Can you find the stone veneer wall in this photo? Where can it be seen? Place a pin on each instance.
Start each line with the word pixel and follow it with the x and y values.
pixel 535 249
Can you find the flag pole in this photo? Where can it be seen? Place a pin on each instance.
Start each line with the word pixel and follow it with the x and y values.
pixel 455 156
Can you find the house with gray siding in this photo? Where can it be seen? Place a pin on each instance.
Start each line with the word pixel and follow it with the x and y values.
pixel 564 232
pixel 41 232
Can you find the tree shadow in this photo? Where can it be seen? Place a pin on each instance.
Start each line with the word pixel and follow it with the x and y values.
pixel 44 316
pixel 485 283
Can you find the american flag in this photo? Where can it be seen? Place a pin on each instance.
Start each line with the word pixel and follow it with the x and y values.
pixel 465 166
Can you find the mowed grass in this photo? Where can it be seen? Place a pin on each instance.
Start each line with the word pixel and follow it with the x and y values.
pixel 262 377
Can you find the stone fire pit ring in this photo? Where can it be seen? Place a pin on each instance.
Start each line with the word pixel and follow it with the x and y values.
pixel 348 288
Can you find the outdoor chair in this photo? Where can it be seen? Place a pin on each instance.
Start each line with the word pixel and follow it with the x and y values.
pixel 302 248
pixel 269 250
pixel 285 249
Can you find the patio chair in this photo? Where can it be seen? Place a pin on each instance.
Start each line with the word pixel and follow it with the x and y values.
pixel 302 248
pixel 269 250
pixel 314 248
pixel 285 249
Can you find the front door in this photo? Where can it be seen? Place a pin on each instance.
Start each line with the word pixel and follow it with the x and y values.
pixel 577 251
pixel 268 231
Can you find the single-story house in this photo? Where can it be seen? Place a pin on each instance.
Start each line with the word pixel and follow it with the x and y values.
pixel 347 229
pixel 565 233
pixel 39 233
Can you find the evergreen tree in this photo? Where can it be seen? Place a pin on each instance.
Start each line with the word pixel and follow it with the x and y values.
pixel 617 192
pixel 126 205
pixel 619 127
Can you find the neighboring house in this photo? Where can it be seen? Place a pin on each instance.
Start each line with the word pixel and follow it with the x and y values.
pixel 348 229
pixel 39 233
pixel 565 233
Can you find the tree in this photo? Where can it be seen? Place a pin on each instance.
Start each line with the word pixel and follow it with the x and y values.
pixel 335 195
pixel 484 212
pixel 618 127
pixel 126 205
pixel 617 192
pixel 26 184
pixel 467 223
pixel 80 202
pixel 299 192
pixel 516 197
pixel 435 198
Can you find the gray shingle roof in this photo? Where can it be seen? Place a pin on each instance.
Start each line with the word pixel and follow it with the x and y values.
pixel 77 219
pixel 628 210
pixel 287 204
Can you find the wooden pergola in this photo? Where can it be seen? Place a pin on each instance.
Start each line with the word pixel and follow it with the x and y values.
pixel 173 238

—————

Goal of the exercise –
The lines above should be printed again, exactly as they are.

Result –
Can you find the stone veneer wall in this photo? Where can it be seen? Place a pin on each instance.
Start each line with the word pixel and follow it with the x and y values.
pixel 535 249
Can you find the flag pole in this photo? Where can it be seen? Place a pin on each instance.
Start each line with the word pixel and follow it with the x and y values.
pixel 455 156
Can you find the house with gray siding in this photo? Where can it be seen? Place a pin on each instance.
Start each line with the word pixel and follow it with the x and y values.
pixel 564 232
pixel 41 232
Can you find the tree shadow in this photo? Where can it be seen? Place a pin on each instance.
Start each line with the word pixel and follow it with the x and y values.
pixel 44 316
pixel 485 283
Can you find the american flag in this photo? Where can it be seen? Place a pin on each instance.
Start each line with the word pixel and follow it with the x and y values.
pixel 465 166
Can you find the mowed grass in this photo? Where can it be seen? Place a pin on each instance.
Start each line with the word pixel and follow it with the x and y values.
pixel 262 377
Can you find the stone fire pit ring in this photo? Where can it be seen? Place a pin on each instance.
Start each line with the word pixel and follow it with the x and y values.
pixel 348 288
Can you find the outdoor chair in this photo? Where can it be seen? Place a pin on each instance.
Start each line with the word pixel and follow it with the x and y values.
pixel 302 248
pixel 269 250
pixel 285 249
Can you find the patio chair in this photo? Where can it be seen? Place a pin on each instance.
Start each line with the word pixel and follow it with the x and y values.
pixel 302 248
pixel 269 250
pixel 314 248
pixel 285 249
Can you find the front door in this photo? Where can it be seen? Place a pin on each instance.
Start each line with the word pixel and follow it with the x and y values.
pixel 577 251
pixel 268 231
Can you find the single-story house in this photo? Where can it be seen? Place a pin on each instance.
Start each line with the word pixel and follow it with the x and y values.
pixel 347 229
pixel 565 233
pixel 39 233
Can you find the evergreen tree in this photo? Where can it be seen? Place a pin on each instance.
Start each line with the word pixel and follow it with the x and y values.
pixel 617 192
pixel 126 205
pixel 619 127
Can you find the neighboring house in this photo? Where can it be seen? Place a pin on each instance.
Start each line with the word pixel and follow it with the x and y values.
pixel 348 229
pixel 39 233
pixel 565 233
Can you find the tree in this photo? Where can it be seen? Place a pin on each instance.
Start each line with the word pixel and follow it with the x and y values.
pixel 335 195
pixel 484 212
pixel 618 127
pixel 126 205
pixel 617 192
pixel 26 184
pixel 467 223
pixel 80 202
pixel 299 192
pixel 516 197
pixel 435 198
Can you find the gray shingle roof in this photo? Where can it be seen? Place a pin on each instance.
Start each line with the word pixel and follow it with the x and y values.
pixel 77 219
pixel 628 210
pixel 287 204
Can you find the wooden pergola in this photo? Where can it be seen? Place a pin on each instance.
Start each line with the word pixel and follow it with the x and y values.
pixel 173 238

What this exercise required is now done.